Variable Default Description
DB_HOST localhost PostgreSQL host. Falls back to PGHOST.
DB_PORT 5432 PostgreSQL port. Falls back to PGPORT.
DB_CONNECT_TIMEOUT 5 Seconds before connection attempt times out.
APP_TIMEZONE Europe/Warsaw IANA timezone applied per PostgreSQL session.
PGDATABASE PostgreSQL database name.
PGUSER PostgreSQL user.
PGPASSWORD PostgreSQL password.
PGSCHEMA app Schema for spw_* tables. Overridden by schema key in database.json.

Session & cookies

Variable Default Description
SECURE_COOKIES true Set false on plain HTTP (local dev).
SESSION_SAMESITE Lax Cookie SameSite policy. Do not change to Strict — it causes ERR_TOO_MANY_REDIRECTS on the login→admin redirect.
SESSION_MAX_LIFETIME 28800 Hard session expiry in seconds (8 h).

------------------------------

-- Required work --
(1) Rewrite the table under the "Session & cookies" heading in the configuration reference as a short list. Keep each variable's default and main facts.
(2) Extend the configuration reference past its last row, "SESSION_MAX_LIFETIME 28800", keeping its format and style.
The material plays no part in anything asked about this configuration reference.

-- Collected material --

------------------------------

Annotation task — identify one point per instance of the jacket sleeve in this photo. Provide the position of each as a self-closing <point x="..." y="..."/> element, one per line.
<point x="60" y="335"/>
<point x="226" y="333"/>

------------------------------

-- Outputs --
(1)
- SECURE_COOKIES (default true): set to false on plain HTTP, such as local development.
- SESSION_SAMESITE (default Lax): cookie SameSite policy. Do not set it to Strict, because that causes ERR_TOO_MANY_REDIRECTS on the login→admin redirect.
- SESSION_MAX_LIFETIME (default 28800): hard session expiry in seconds, which is 8 hours.

(2)
SESSION_SAVE_PATH (auto) Absolute path for PHP session storage. When unset, defaults to storage/sessions/ inside the project root — overriding any server-level session.save_path, which on some shared hosts (e.g. home.pl) differs per subdirectory and may point to a system /tmp blocked by open_basedir. Set explicitly when your host requires a specific path or for shared storage across nodes.

Authentication & rate limiting

Variable Default Description
IP_HASH_SALT (auto) HMAC secret for IP pseudonymisation in login rate-limiting. If unset, a 64-char random salt is generated on first request and persisted to includes/.secret_salt (chmod 0600, gitignored, web-denied). Set explicitly via env var for multi-server deployments where all nodes must share the same salt.
LOGIN_MAX_ATTEMPTS_PER_IP 20 Failed login threshold per IP before lockout.
LOGIN_MAX_ATTEMPTS_PER_USERNAME 5 Failed login threshold per username before lockout.
LOGIN_LOCKOUT_MINUTES 15 Lockout window in minutes.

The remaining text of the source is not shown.